=== WHAT YOU HAVE TO DO ===
All of the material below is to be retyped exactly.

[BEGIN INFORMATION GIVEN]

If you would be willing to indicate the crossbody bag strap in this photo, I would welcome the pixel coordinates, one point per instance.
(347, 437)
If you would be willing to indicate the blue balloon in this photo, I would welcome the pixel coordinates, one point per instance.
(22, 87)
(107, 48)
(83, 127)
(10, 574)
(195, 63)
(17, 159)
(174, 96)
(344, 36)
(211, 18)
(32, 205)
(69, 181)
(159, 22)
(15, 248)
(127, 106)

[END INFORMATION GIVEN]

=== THE RESPONSE ===
If you would be willing to indicate the crossbody bag strap in this photo, I would welcome the pixel coordinates, one point per instance.
(347, 437)
If you would be willing to indicate the blue balloon in this photo, I would welcome the pixel coordinates, one point per instance.
(22, 87)
(107, 48)
(83, 127)
(10, 574)
(195, 63)
(17, 159)
(174, 96)
(344, 36)
(211, 18)
(32, 205)
(69, 181)
(159, 22)
(15, 248)
(127, 106)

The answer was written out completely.